From the line containing "of the blurred" down to the last line of the records below, copy every line exactly. Leave out everything before it.

──────────────────────────────

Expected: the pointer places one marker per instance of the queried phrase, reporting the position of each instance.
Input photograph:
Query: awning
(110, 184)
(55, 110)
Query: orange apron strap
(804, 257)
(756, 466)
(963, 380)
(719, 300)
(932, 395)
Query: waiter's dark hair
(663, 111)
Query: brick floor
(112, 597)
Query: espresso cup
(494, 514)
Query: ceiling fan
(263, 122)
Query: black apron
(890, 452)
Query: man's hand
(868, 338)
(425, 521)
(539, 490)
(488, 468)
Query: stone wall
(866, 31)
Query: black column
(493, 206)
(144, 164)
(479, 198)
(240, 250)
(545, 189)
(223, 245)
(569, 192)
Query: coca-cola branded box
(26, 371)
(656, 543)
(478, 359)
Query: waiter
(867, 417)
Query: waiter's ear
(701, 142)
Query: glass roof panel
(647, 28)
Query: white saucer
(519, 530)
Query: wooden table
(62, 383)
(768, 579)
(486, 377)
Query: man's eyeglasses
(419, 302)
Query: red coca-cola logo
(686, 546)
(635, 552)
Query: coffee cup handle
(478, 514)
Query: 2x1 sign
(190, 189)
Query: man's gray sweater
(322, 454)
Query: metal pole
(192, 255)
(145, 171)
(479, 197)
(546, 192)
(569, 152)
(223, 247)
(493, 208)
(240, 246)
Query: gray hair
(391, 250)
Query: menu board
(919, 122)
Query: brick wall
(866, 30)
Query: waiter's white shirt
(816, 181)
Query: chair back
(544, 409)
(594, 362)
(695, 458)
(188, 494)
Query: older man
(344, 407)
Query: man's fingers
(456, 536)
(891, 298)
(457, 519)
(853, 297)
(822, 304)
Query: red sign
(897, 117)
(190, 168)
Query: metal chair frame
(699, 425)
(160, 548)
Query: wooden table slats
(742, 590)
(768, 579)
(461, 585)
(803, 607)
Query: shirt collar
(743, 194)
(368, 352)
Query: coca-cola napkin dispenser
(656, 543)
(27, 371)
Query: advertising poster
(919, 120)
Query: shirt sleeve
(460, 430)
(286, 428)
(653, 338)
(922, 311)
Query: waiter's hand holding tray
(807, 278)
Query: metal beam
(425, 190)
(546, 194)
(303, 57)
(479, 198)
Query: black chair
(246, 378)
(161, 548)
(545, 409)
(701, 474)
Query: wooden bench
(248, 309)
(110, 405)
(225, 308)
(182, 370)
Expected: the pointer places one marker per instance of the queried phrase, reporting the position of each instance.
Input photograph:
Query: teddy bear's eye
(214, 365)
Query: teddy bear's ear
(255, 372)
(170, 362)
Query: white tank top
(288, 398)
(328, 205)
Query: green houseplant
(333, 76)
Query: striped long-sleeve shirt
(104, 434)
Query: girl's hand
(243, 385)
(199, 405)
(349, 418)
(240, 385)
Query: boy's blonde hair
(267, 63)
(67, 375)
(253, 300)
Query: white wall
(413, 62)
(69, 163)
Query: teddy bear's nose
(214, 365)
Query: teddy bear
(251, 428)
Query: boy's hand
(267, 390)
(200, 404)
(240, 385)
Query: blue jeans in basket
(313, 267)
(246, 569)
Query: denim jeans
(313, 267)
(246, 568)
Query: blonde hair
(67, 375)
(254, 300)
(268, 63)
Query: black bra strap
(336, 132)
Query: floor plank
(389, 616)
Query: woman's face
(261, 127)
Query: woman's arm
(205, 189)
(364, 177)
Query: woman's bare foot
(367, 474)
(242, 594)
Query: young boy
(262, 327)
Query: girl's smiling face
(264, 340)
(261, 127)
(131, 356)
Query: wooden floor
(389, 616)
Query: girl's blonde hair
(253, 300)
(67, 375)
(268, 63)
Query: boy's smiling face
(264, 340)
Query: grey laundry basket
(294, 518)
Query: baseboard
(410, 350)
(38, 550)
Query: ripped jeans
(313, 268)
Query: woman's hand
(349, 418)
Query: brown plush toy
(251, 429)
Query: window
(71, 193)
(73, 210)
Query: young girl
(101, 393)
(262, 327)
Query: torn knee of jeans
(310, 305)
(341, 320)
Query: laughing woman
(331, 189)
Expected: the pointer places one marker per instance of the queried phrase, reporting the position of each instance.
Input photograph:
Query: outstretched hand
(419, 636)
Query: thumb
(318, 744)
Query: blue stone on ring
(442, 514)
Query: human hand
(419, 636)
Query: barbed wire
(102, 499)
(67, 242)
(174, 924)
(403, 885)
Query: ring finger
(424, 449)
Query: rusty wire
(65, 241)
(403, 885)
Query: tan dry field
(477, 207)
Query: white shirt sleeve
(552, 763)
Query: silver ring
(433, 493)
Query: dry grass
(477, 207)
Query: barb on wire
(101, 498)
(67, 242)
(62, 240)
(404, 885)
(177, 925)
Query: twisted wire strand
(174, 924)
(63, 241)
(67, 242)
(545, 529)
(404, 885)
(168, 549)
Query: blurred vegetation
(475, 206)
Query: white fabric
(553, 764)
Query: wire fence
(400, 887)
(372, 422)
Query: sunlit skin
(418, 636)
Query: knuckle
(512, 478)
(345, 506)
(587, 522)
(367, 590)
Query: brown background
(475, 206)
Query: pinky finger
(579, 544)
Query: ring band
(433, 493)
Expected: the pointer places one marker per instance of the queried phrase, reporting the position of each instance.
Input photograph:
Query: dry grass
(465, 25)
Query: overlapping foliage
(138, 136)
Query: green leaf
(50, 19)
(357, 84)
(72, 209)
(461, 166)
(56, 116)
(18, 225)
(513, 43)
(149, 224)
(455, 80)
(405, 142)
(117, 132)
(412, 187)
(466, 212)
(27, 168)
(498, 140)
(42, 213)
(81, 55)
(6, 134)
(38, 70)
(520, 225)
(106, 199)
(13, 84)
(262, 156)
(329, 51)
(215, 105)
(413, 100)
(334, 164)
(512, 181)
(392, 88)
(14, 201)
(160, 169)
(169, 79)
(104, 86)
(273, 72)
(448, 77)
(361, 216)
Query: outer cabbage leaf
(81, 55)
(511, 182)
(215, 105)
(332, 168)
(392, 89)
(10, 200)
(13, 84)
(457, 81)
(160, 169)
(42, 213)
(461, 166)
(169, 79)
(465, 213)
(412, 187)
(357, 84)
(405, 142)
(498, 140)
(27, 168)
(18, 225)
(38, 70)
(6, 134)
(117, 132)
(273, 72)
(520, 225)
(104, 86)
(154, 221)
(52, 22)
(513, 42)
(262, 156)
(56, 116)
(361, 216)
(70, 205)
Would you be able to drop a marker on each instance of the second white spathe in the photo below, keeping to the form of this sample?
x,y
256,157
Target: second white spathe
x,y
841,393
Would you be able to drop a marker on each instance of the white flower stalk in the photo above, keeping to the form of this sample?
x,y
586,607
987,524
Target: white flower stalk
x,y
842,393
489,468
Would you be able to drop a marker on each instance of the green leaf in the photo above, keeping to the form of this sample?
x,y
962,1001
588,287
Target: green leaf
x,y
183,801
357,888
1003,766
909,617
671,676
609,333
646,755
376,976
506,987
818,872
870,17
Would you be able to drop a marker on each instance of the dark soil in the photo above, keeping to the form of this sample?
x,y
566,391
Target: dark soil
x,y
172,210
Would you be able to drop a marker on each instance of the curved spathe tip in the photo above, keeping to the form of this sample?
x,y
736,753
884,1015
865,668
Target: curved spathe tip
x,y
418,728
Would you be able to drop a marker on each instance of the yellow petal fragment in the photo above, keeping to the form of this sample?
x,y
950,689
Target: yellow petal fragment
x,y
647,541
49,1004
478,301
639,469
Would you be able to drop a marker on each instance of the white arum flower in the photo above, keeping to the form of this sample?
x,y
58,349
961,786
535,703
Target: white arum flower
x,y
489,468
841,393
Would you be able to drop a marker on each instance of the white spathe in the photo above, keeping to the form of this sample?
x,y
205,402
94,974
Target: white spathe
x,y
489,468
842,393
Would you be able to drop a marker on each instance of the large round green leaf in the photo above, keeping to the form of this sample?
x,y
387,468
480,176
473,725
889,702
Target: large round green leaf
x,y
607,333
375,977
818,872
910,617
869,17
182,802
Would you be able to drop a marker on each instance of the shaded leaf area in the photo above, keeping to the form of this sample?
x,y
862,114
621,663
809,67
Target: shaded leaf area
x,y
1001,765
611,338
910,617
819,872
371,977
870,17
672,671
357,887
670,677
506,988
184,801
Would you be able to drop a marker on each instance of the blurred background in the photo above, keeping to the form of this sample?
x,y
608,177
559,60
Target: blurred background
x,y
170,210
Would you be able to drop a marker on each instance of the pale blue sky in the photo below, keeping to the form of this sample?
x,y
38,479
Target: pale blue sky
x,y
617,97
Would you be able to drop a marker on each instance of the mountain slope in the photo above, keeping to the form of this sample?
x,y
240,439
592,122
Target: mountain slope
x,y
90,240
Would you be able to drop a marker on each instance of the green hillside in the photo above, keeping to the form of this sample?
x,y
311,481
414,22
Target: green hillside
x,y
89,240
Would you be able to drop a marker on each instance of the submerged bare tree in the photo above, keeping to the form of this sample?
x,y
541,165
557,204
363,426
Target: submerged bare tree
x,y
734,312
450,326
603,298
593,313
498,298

──────────────────────────────

▶ _Result of the task_
Would you be able to drop a marker on each instance of the blurred background in the photo above, keeping to the form of this sample?
x,y
608,177
559,60
Target: blurred background
x,y
170,210
Would you be able to drop a marker on each instance of the pale blue sky in the photo below, keeping to the form of this sample?
x,y
38,479
Target: pale blue sky
x,y
617,97
Would you be able to drop a marker on each instance of the mountain slope in the photo above, keeping to the form of this sample?
x,y
240,439
592,122
Target: mountain slope
x,y
90,240
Would you be able to drop a marker on each instance of the green hillside in the photo above, keeping to the form of this sample?
x,y
311,481
414,22
Target: green hillside
x,y
89,240
Would you be able to drop a marker on each instance of the submerged bare tree in the photo above, keeping to the form of this sample?
x,y
541,165
557,204
363,426
Target: submerged bare tree
x,y
734,312
450,326
603,298
593,313
498,298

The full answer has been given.